- SELECTED PASSAGE -
Supreme Court says eastern Oklahoma remains Native American territory

  WASHINGTON – The Supreme Court ruled Thursday that the eastern half of Oklahoma can be considered Native American territory, a decision the state warned could create "civil, criminal and regulatory turmoil."

The 5-4 decision was written by Associate Justice Neil Gorsuch and joined by the court's four liberal justices. The justices considered the issue for the second time after failing to decide a different case last year, when Gorsuch was recused and the court likely deadlocked.

The case concerned an appeal from Jimcy McGirt, a Native American, who claimed his state rape conviction from 1997 should be overturned because Oklahoma lacked jurisdiction. Congress, his lawyer Ian Gershengorn said, never properly terminated the reservation.

More: 1 in 3 American Indian and Alaska Native women will be raped, but survivors rarely find justice on tribal lands

During oral arguments in May, the justices reached back to 1907 to determine whether Congress, using imprecise language, failed to disestablish the 1866 boundaries of the reservation. If so, virtually half of Oklahoma – home to 1.8 million residents and including Tulsa, where President Donald Trump recently held a controversial campaign rally amid a global pandemic – would remain subject to federal criminal laws.

Oklahoman: Supreme Court rules against Oklahoma in Creek Nation case

"We do not pretend to foretell the future, and we proceed well aware of the potential for cost and conflict around jurisdictional boundaries, especially ones that have gone unappreciated for so long," Gorsuch wrote. "But it is unclear why pessimism should rule the day. With the passage of time, Oklahoma and its Tribes have proven they can work successfully together as partners."

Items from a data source
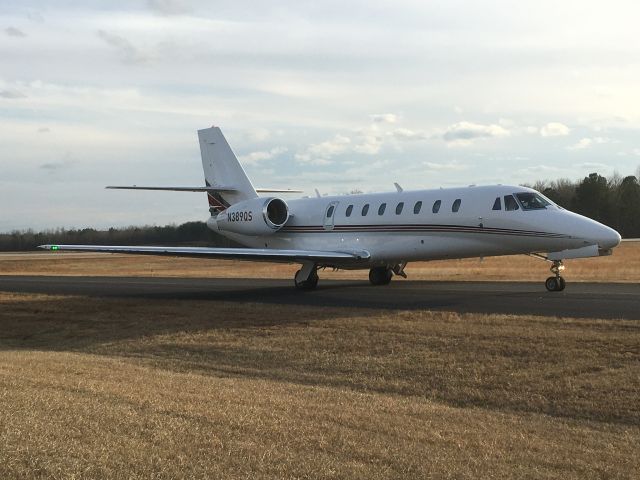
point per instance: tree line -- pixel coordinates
(614, 201)
(190, 233)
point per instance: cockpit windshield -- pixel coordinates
(532, 201)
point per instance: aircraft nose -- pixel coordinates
(608, 237)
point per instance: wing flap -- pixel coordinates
(200, 189)
(255, 254)
(173, 189)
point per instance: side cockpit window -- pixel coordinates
(532, 201)
(510, 203)
(349, 210)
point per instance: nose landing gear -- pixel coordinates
(555, 283)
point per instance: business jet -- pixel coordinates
(380, 232)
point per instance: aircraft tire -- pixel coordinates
(309, 284)
(555, 284)
(380, 276)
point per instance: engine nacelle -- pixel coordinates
(259, 216)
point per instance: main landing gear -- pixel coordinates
(383, 275)
(307, 277)
(555, 283)
(380, 275)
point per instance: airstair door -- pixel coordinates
(329, 215)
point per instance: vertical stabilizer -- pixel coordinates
(222, 169)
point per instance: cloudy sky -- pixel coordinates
(331, 95)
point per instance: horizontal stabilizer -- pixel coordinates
(584, 252)
(277, 190)
(254, 254)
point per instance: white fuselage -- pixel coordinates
(392, 234)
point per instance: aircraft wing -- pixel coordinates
(200, 189)
(255, 254)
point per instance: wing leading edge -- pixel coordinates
(255, 254)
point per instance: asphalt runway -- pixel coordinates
(581, 300)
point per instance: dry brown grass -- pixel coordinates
(128, 388)
(622, 266)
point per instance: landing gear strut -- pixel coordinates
(555, 283)
(380, 275)
(307, 277)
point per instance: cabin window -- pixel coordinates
(510, 203)
(532, 201)
(330, 211)
(349, 210)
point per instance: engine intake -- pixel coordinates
(258, 216)
(276, 213)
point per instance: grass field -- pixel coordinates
(130, 388)
(622, 266)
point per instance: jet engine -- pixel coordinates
(258, 216)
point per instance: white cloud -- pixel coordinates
(403, 134)
(592, 166)
(11, 94)
(169, 7)
(256, 157)
(125, 49)
(384, 118)
(463, 133)
(586, 142)
(321, 153)
(446, 167)
(14, 32)
(554, 129)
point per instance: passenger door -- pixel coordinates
(329, 215)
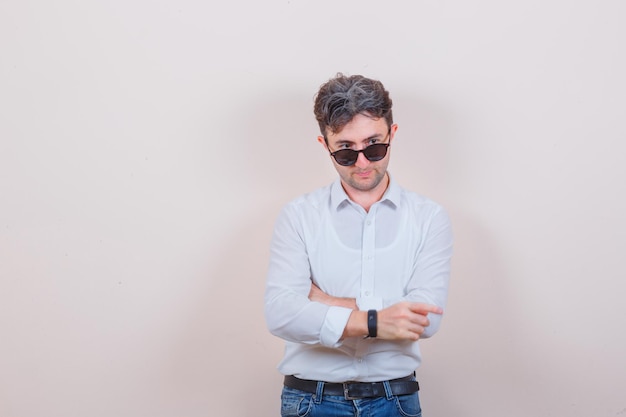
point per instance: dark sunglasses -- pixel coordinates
(347, 157)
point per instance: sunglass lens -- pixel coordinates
(375, 152)
(346, 157)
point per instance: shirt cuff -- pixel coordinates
(369, 303)
(334, 325)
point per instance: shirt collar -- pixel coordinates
(338, 196)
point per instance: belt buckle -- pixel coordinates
(346, 391)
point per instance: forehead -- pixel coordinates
(359, 129)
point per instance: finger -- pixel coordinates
(422, 308)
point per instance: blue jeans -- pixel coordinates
(296, 403)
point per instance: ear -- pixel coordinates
(392, 132)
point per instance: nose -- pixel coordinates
(361, 161)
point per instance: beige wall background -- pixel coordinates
(146, 148)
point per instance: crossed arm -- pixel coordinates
(401, 321)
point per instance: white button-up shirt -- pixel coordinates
(399, 250)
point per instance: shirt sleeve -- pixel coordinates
(289, 313)
(431, 269)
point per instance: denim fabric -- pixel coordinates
(296, 403)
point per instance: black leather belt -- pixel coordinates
(354, 390)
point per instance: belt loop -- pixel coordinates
(317, 398)
(387, 389)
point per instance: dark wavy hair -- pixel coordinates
(343, 97)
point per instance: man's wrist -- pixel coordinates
(372, 323)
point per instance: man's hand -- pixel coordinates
(405, 320)
(316, 294)
(401, 321)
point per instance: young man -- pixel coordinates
(358, 270)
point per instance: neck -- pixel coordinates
(367, 198)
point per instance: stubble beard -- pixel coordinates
(354, 182)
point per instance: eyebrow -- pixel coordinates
(349, 142)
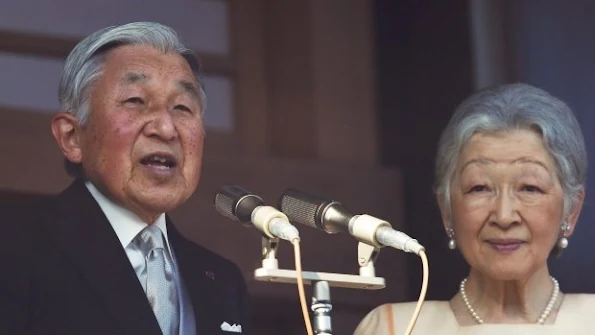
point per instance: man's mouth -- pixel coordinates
(161, 161)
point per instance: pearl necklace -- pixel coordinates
(542, 318)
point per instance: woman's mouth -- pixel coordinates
(505, 246)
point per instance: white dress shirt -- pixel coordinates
(127, 225)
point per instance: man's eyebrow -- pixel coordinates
(190, 88)
(134, 77)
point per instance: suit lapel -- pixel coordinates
(84, 233)
(201, 283)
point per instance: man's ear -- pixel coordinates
(66, 131)
(575, 211)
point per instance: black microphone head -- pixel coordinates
(237, 203)
(310, 210)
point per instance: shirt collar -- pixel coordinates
(125, 223)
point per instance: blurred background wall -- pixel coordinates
(342, 98)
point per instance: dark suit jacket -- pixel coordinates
(64, 271)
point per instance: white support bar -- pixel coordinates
(334, 279)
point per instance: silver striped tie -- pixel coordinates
(161, 284)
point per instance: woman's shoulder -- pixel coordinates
(577, 303)
(381, 319)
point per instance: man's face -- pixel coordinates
(143, 143)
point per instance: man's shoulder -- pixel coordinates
(196, 252)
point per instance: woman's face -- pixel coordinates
(506, 204)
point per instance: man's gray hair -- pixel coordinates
(84, 64)
(512, 107)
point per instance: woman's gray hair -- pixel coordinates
(512, 107)
(85, 63)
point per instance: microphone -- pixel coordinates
(241, 205)
(332, 217)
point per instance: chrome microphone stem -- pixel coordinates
(284, 230)
(399, 240)
(322, 307)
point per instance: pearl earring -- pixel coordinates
(563, 241)
(452, 243)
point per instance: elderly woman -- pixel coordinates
(510, 173)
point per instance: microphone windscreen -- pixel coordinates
(301, 207)
(237, 203)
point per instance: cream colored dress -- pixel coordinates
(576, 316)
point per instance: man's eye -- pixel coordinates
(532, 189)
(134, 100)
(183, 108)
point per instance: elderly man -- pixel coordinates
(102, 257)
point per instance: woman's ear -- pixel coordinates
(66, 131)
(444, 212)
(575, 211)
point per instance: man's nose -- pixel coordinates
(161, 125)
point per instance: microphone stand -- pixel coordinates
(321, 281)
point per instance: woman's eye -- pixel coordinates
(478, 188)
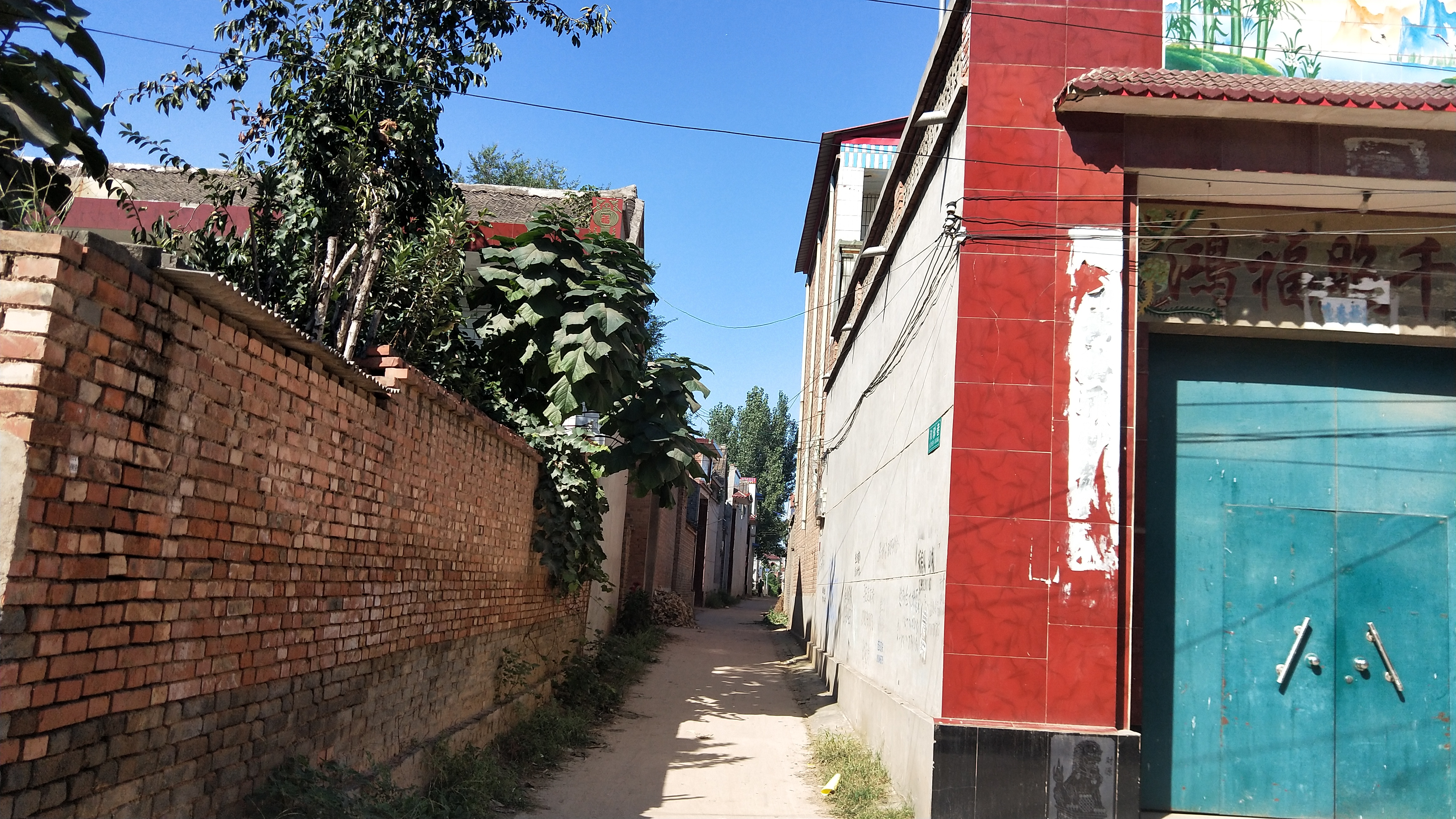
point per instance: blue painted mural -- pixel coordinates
(1340, 40)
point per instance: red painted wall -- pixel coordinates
(1016, 649)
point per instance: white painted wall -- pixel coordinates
(882, 566)
(602, 607)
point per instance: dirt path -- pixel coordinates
(714, 731)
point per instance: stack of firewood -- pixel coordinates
(669, 608)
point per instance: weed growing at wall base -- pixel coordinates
(475, 783)
(864, 785)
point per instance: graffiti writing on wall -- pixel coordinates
(1368, 273)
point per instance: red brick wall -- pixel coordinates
(226, 557)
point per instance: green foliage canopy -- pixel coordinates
(762, 441)
(46, 103)
(355, 213)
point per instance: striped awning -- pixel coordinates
(867, 156)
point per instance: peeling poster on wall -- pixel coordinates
(1299, 270)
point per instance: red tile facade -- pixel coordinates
(1027, 640)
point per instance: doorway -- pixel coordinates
(1298, 639)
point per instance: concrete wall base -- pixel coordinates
(985, 773)
(901, 734)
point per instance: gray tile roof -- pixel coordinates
(1256, 88)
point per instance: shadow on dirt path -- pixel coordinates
(717, 729)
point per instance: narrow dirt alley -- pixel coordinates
(713, 731)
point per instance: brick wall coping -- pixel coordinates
(223, 295)
(394, 374)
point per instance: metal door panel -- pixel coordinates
(1366, 430)
(1392, 748)
(1277, 739)
(1397, 452)
(1237, 445)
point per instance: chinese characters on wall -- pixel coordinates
(1314, 270)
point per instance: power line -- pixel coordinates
(1123, 9)
(786, 318)
(676, 126)
(993, 241)
(477, 95)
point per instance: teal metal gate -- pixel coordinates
(1298, 642)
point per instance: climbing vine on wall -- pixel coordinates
(564, 324)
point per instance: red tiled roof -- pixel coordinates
(1256, 88)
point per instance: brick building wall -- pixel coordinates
(221, 556)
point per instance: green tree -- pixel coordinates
(491, 167)
(355, 215)
(46, 103)
(346, 151)
(566, 330)
(762, 441)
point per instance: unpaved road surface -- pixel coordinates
(715, 729)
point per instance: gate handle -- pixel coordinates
(1288, 667)
(1390, 670)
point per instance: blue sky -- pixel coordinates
(723, 213)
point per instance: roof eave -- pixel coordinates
(1141, 106)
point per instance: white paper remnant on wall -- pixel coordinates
(1094, 397)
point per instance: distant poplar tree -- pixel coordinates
(762, 441)
(493, 167)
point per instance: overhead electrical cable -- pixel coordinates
(1116, 9)
(704, 129)
(786, 318)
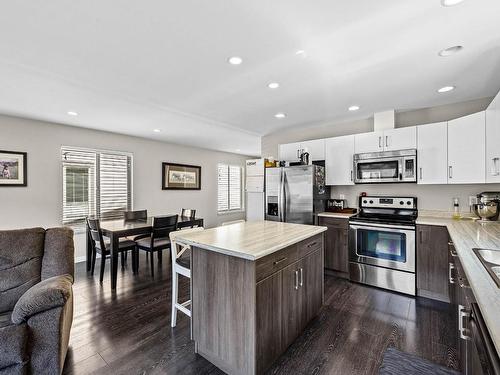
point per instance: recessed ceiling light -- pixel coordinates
(450, 51)
(446, 89)
(450, 3)
(235, 60)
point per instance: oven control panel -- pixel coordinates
(388, 202)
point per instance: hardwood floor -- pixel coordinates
(128, 331)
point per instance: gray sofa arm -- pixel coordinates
(46, 295)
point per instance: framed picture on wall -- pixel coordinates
(181, 177)
(13, 168)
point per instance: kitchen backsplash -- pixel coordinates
(430, 197)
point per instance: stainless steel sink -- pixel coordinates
(490, 258)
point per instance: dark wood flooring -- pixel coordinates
(128, 332)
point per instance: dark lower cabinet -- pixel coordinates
(336, 246)
(432, 262)
(268, 294)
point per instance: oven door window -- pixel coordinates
(379, 170)
(381, 244)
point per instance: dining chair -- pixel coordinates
(233, 222)
(158, 240)
(99, 245)
(181, 260)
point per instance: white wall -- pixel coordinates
(40, 203)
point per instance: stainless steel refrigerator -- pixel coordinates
(295, 194)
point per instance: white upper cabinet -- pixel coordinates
(290, 151)
(493, 141)
(338, 160)
(466, 149)
(368, 142)
(432, 153)
(387, 140)
(400, 139)
(315, 148)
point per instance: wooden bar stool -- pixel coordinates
(181, 260)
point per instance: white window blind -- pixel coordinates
(95, 183)
(229, 188)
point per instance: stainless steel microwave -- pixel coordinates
(387, 166)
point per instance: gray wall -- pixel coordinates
(40, 203)
(431, 197)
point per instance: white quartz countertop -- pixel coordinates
(466, 235)
(337, 215)
(250, 240)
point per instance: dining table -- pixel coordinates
(118, 228)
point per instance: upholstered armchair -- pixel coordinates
(36, 299)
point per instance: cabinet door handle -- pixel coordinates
(276, 262)
(462, 313)
(450, 273)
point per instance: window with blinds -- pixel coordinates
(95, 183)
(230, 196)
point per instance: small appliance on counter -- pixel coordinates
(488, 206)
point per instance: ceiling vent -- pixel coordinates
(383, 120)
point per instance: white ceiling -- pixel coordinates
(133, 66)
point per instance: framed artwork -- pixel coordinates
(181, 177)
(13, 168)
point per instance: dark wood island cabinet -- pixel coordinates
(255, 287)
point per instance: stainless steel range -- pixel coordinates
(382, 243)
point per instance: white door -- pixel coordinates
(368, 142)
(290, 151)
(493, 141)
(432, 153)
(315, 148)
(466, 149)
(400, 139)
(338, 160)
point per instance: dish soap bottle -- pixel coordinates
(456, 209)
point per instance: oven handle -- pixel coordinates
(360, 225)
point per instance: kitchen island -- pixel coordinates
(254, 288)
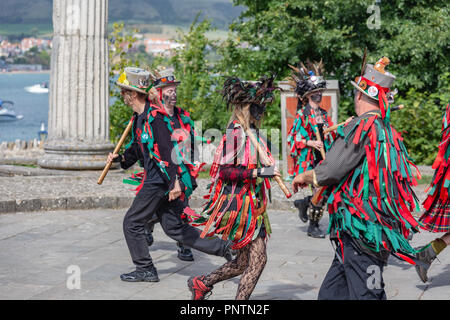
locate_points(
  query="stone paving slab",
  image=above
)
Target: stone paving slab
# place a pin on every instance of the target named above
(38, 247)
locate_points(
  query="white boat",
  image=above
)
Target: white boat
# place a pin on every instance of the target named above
(38, 88)
(7, 114)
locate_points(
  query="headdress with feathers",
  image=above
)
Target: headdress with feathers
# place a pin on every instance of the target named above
(307, 79)
(238, 92)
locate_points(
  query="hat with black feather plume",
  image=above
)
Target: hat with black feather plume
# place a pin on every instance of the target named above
(238, 92)
(307, 79)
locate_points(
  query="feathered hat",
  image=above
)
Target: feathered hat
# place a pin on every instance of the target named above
(307, 79)
(164, 78)
(238, 92)
(375, 82)
(136, 79)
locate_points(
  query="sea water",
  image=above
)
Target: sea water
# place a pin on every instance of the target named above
(33, 106)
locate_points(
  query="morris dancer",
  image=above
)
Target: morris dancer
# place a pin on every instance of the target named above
(368, 183)
(303, 141)
(436, 217)
(166, 86)
(164, 182)
(237, 198)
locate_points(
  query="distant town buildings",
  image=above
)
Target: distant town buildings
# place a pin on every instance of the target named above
(9, 49)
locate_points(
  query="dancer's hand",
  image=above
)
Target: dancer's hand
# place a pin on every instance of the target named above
(175, 192)
(315, 144)
(112, 157)
(299, 182)
(266, 172)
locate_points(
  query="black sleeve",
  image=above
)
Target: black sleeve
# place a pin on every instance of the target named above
(163, 140)
(341, 159)
(131, 156)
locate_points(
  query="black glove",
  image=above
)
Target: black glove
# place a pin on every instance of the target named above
(118, 159)
(266, 172)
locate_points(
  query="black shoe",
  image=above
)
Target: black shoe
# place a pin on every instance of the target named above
(426, 255)
(150, 275)
(229, 253)
(302, 206)
(314, 230)
(184, 253)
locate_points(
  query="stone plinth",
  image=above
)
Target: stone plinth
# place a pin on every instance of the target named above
(78, 126)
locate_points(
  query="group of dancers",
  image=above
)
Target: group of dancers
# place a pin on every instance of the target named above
(360, 171)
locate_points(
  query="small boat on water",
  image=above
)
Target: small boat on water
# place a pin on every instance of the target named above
(38, 88)
(6, 113)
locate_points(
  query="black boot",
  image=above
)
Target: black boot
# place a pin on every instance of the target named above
(150, 275)
(184, 253)
(315, 214)
(302, 206)
(229, 254)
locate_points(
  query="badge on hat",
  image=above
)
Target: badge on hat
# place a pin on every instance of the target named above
(372, 91)
(144, 137)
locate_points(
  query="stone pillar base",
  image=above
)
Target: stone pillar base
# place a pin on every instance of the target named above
(66, 156)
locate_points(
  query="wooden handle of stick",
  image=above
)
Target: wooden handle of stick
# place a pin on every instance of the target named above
(322, 151)
(116, 151)
(315, 198)
(268, 162)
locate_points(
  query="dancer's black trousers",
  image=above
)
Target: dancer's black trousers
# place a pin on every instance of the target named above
(358, 277)
(152, 200)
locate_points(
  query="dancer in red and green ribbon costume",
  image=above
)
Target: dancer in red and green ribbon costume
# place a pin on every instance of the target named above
(303, 143)
(166, 179)
(182, 131)
(367, 178)
(436, 217)
(237, 200)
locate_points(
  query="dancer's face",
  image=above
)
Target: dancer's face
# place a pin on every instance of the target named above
(316, 97)
(169, 95)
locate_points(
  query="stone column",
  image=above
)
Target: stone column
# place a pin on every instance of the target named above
(78, 125)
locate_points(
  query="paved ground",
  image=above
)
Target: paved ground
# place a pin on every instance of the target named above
(39, 248)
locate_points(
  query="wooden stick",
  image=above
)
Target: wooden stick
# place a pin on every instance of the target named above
(116, 151)
(266, 160)
(332, 128)
(322, 150)
(315, 198)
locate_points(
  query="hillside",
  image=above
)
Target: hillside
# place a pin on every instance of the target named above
(173, 12)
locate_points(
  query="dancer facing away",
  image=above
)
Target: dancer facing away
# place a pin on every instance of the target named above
(237, 196)
(436, 217)
(304, 144)
(165, 180)
(368, 183)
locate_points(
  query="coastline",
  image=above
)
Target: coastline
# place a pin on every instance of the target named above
(25, 72)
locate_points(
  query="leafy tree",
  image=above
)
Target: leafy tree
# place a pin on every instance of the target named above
(198, 92)
(414, 34)
(273, 33)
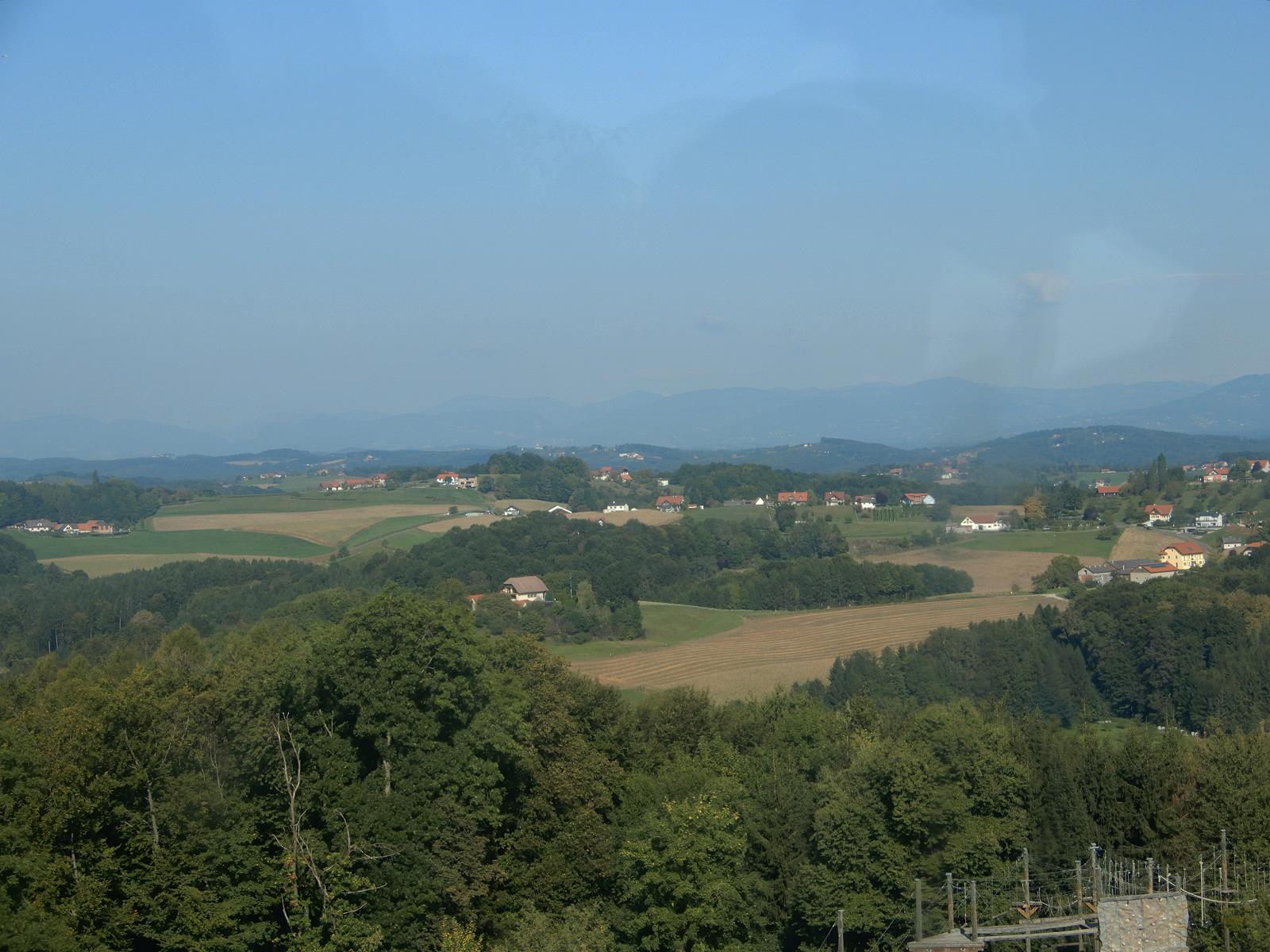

- REQUIRED TASKS -
A – Reproduce the part of the Supreme Court article between "The 5-4 decision" and "court likely deadlocked.", inclusive.
B – According to the Supreme Court article, who wrote the 5-4 decision?

- ANSWERS BY TASK -
A –
The 5-4 decision was written by Associate Justice Neil Gorsuch and joined by the court's four liberal justices. The justices considered the issue for the second time after failing to decide a different case last year, when Gorsuch was recused and the court likely deadlocked.

B – Associate Justice Neil Gorsuch